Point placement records

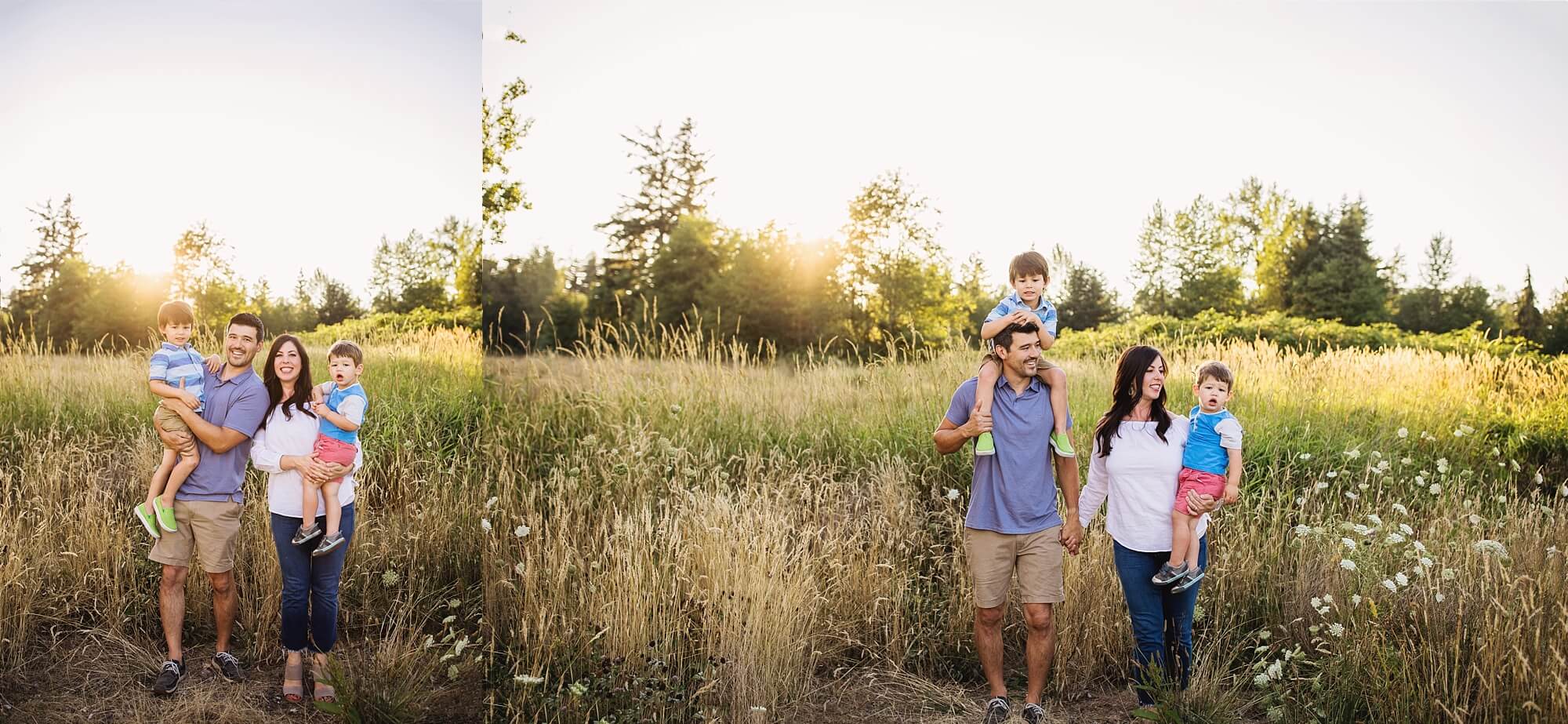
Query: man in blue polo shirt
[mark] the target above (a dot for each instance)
(1014, 521)
(208, 507)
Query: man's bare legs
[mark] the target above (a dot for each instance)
(1042, 648)
(989, 642)
(172, 609)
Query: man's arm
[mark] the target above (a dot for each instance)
(949, 438)
(1069, 483)
(217, 438)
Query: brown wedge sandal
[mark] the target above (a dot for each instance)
(294, 681)
(321, 692)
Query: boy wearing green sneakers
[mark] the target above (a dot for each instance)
(1029, 276)
(176, 373)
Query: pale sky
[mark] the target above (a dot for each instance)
(1053, 124)
(300, 130)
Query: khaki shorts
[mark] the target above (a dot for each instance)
(169, 420)
(1036, 555)
(211, 526)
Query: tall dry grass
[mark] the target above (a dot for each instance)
(705, 535)
(76, 453)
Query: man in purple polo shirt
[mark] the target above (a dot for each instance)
(208, 505)
(1014, 521)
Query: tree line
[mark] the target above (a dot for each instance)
(887, 279)
(64, 300)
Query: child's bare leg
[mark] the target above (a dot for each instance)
(183, 471)
(1058, 381)
(1181, 537)
(308, 504)
(162, 475)
(335, 511)
(1192, 543)
(987, 386)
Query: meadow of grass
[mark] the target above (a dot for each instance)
(79, 623)
(684, 532)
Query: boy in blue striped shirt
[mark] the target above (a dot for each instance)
(176, 373)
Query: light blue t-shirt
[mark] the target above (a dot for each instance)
(1014, 491)
(1210, 438)
(1012, 303)
(349, 402)
(175, 364)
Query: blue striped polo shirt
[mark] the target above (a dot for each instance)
(175, 364)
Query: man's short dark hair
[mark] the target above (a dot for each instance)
(1004, 339)
(245, 318)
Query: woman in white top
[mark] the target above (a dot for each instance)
(283, 449)
(1134, 466)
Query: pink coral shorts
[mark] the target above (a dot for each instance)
(1203, 483)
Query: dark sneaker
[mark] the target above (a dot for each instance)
(328, 544)
(307, 533)
(1171, 574)
(1188, 580)
(996, 711)
(228, 667)
(170, 678)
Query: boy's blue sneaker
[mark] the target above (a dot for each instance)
(147, 519)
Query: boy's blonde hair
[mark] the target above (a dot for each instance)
(344, 348)
(1218, 372)
(175, 312)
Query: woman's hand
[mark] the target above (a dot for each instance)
(1202, 504)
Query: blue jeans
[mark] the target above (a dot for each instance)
(1161, 620)
(310, 601)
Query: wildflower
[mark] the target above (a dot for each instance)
(1490, 548)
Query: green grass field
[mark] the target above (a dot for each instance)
(689, 532)
(79, 626)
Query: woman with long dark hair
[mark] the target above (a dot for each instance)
(283, 447)
(1133, 468)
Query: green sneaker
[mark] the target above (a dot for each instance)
(984, 446)
(145, 518)
(1062, 444)
(165, 516)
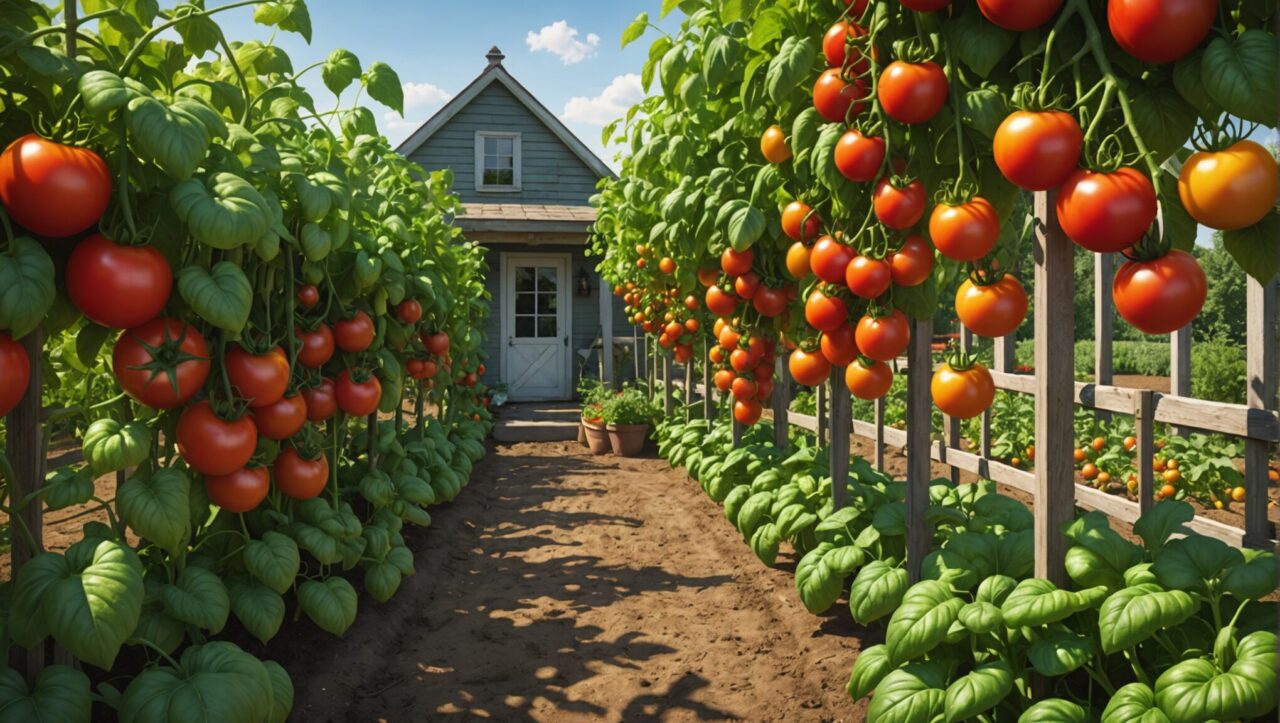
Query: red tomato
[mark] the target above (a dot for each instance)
(309, 296)
(321, 401)
(1162, 294)
(1019, 15)
(14, 373)
(899, 207)
(859, 158)
(963, 393)
(355, 334)
(830, 259)
(1160, 31)
(839, 346)
(283, 419)
(809, 369)
(408, 311)
(359, 398)
(260, 379)
(1038, 150)
(118, 287)
(824, 312)
(913, 264)
(868, 278)
(992, 310)
(799, 214)
(837, 99)
(301, 479)
(161, 364)
(213, 445)
(883, 338)
(1106, 213)
(868, 381)
(967, 232)
(53, 190)
(912, 92)
(240, 492)
(318, 346)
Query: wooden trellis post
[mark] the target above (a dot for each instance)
(1055, 389)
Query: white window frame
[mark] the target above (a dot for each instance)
(515, 161)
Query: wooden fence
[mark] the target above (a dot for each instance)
(1056, 393)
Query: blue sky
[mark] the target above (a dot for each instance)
(565, 51)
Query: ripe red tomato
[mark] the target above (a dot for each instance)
(321, 401)
(309, 296)
(355, 334)
(1038, 150)
(859, 158)
(883, 338)
(963, 393)
(912, 92)
(899, 207)
(359, 398)
(240, 492)
(913, 264)
(301, 479)
(992, 310)
(1160, 31)
(965, 232)
(868, 381)
(830, 259)
(213, 445)
(1106, 213)
(260, 379)
(839, 346)
(167, 376)
(837, 99)
(1019, 15)
(799, 214)
(118, 287)
(769, 302)
(408, 311)
(14, 373)
(283, 419)
(437, 343)
(1162, 294)
(868, 278)
(51, 188)
(824, 312)
(316, 348)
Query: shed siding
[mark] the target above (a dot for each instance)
(552, 173)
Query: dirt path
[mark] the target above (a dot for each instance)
(567, 587)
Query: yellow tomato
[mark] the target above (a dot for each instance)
(1229, 190)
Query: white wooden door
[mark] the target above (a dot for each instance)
(536, 326)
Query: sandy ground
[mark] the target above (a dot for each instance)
(567, 587)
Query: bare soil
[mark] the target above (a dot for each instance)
(562, 586)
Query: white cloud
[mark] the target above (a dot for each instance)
(613, 101)
(561, 40)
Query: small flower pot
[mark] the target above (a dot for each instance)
(627, 440)
(597, 438)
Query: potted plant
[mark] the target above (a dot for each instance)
(627, 416)
(590, 431)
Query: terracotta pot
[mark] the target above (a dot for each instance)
(627, 440)
(597, 439)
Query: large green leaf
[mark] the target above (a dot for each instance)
(26, 287)
(156, 506)
(60, 695)
(222, 297)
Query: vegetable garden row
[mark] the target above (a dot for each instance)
(808, 178)
(248, 310)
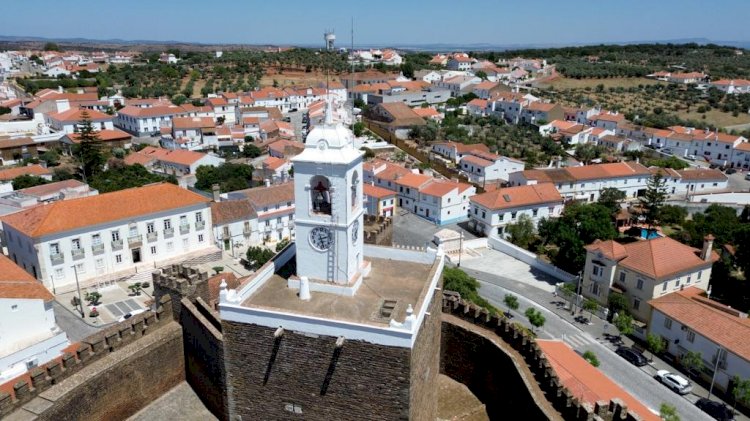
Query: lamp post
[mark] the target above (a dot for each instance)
(78, 287)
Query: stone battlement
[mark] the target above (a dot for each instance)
(90, 350)
(562, 399)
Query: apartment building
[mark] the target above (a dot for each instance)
(98, 237)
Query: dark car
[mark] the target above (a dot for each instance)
(633, 356)
(715, 409)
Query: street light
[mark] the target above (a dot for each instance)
(78, 286)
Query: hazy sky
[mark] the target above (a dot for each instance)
(380, 22)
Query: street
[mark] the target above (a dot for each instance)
(637, 381)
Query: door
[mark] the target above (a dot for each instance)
(136, 255)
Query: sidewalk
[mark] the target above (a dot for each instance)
(604, 333)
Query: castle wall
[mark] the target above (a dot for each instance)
(203, 343)
(304, 376)
(113, 374)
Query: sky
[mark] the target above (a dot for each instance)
(382, 22)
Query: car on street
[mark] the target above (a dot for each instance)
(632, 356)
(718, 410)
(674, 381)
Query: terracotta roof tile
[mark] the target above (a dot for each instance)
(520, 196)
(17, 283)
(84, 212)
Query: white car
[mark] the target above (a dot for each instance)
(675, 382)
(126, 316)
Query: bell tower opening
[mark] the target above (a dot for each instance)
(320, 190)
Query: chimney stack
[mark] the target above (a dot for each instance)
(708, 244)
(217, 193)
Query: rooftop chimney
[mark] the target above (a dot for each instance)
(217, 192)
(708, 244)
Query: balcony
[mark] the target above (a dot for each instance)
(135, 240)
(57, 258)
(97, 248)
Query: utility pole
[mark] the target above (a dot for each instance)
(78, 286)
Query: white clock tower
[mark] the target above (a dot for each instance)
(329, 211)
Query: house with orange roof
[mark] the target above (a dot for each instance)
(687, 320)
(645, 270)
(491, 212)
(108, 236)
(586, 383)
(586, 182)
(379, 201)
(484, 167)
(30, 334)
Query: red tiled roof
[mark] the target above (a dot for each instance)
(84, 212)
(520, 196)
(17, 283)
(586, 382)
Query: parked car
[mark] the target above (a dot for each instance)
(674, 381)
(126, 316)
(632, 355)
(718, 410)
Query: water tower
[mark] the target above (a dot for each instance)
(330, 39)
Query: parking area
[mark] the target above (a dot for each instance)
(415, 231)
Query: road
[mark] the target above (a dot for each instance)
(635, 380)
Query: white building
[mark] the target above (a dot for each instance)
(688, 321)
(68, 121)
(491, 212)
(30, 335)
(482, 167)
(586, 182)
(108, 236)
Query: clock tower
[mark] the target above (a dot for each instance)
(328, 207)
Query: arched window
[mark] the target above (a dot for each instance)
(355, 190)
(320, 191)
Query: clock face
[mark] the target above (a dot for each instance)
(321, 238)
(355, 231)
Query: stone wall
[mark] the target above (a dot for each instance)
(425, 364)
(178, 282)
(468, 356)
(113, 374)
(378, 230)
(203, 343)
(278, 374)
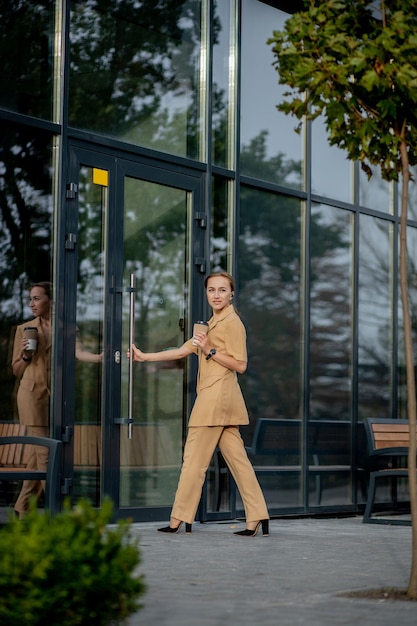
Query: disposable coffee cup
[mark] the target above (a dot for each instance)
(31, 334)
(199, 327)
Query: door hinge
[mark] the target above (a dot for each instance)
(66, 434)
(202, 218)
(201, 264)
(70, 241)
(66, 486)
(72, 190)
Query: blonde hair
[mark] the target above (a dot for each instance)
(224, 274)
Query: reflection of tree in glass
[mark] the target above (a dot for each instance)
(131, 62)
(25, 215)
(26, 56)
(269, 291)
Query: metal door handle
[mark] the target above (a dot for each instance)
(131, 340)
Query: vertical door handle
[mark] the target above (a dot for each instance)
(131, 340)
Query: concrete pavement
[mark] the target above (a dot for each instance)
(297, 575)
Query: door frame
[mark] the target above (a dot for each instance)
(119, 165)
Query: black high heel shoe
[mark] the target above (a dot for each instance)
(170, 529)
(254, 532)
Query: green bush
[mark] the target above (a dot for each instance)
(68, 570)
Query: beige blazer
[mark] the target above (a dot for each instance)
(219, 399)
(34, 386)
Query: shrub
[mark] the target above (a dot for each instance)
(68, 570)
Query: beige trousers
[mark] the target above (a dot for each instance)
(37, 459)
(199, 448)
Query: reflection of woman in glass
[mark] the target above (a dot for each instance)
(218, 411)
(33, 369)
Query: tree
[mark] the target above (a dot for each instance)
(355, 63)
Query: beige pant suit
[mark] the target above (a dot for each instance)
(218, 412)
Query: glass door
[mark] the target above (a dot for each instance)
(154, 316)
(138, 258)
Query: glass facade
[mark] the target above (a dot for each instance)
(141, 148)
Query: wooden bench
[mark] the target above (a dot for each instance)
(13, 458)
(388, 439)
(279, 443)
(150, 447)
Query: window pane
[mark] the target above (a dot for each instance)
(374, 324)
(26, 53)
(270, 148)
(268, 299)
(25, 258)
(220, 253)
(331, 172)
(135, 72)
(412, 297)
(375, 193)
(224, 83)
(330, 348)
(331, 297)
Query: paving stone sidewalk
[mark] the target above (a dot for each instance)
(297, 575)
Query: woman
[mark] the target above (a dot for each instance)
(33, 369)
(218, 412)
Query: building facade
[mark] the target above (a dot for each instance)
(140, 149)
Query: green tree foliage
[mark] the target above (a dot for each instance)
(69, 570)
(355, 63)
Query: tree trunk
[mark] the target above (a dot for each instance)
(409, 360)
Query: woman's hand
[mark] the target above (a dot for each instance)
(201, 340)
(137, 354)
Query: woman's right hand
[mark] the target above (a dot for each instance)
(137, 354)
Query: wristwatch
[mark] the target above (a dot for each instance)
(210, 354)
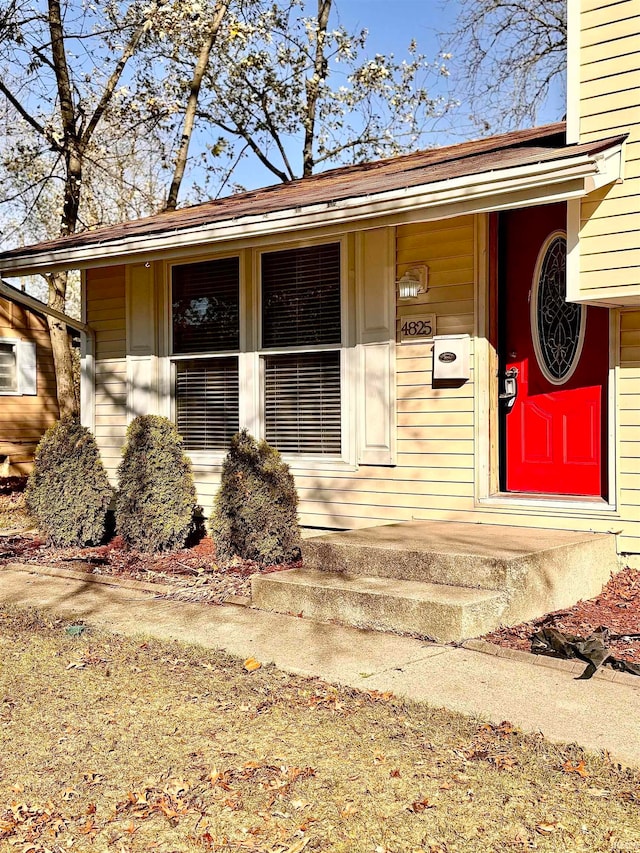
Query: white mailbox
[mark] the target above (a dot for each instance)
(451, 357)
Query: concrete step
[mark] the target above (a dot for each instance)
(441, 612)
(484, 556)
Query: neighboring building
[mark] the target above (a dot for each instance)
(28, 402)
(485, 397)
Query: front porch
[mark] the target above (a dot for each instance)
(444, 580)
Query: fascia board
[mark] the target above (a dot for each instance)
(610, 164)
(41, 308)
(467, 189)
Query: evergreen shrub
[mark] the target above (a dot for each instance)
(255, 513)
(68, 491)
(156, 496)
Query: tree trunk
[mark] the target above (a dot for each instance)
(320, 68)
(68, 401)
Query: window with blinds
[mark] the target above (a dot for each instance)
(206, 306)
(207, 402)
(301, 296)
(8, 367)
(302, 402)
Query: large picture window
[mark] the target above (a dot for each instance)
(8, 367)
(282, 369)
(301, 299)
(206, 325)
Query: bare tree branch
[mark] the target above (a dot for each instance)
(192, 103)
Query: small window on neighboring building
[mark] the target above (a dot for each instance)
(8, 367)
(301, 318)
(206, 326)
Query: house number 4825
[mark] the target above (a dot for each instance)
(417, 327)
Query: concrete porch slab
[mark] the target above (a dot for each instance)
(437, 611)
(403, 576)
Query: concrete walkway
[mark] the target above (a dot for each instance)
(599, 714)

Task goal >> Nothing but the lines from the one with "Query: evergreen shrub" through the end of the data above should be repeated, each exactly as it stands.

Written response >>
Query: evergreen shrub
[mark] the target above (a dot for each instance)
(255, 513)
(68, 491)
(156, 496)
Query: tree trunk
[mark] the target above (a dot for each instance)
(320, 68)
(68, 401)
Query: window with blinds
[mark] the target above (a dot for each instance)
(206, 306)
(207, 402)
(301, 296)
(8, 367)
(302, 402)
Query: large picture window
[mark] the target above (a dot for each instance)
(8, 367)
(282, 369)
(301, 299)
(206, 325)
Query: bare tree branch
[mark] the target above (a dot for each instance)
(192, 103)
Query: small window on neighboring building
[mark] the target above (a dot for each instance)
(8, 367)
(301, 318)
(206, 326)
Query: house number 4825
[mark] the target above (a dot for each instance)
(417, 327)
Query: concrete porch slab
[mark] the target above (a dot for each instance)
(437, 611)
(403, 576)
Query: concrete walkway
[mark] the target above (a dot for each instance)
(599, 714)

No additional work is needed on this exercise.